Collected data
--*--
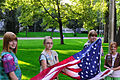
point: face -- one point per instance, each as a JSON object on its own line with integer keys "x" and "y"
{"x": 12, "y": 44}
{"x": 92, "y": 38}
{"x": 113, "y": 48}
{"x": 48, "y": 44}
--*--
▶ _Work task_
Give the data above again, exactly and completely. No pictures go in.

▶ _Answer for this exercise_
point: face -- one point per instance, each as a JSON object on its own line with integer keys "x" and "y"
{"x": 12, "y": 44}
{"x": 92, "y": 38}
{"x": 113, "y": 48}
{"x": 48, "y": 44}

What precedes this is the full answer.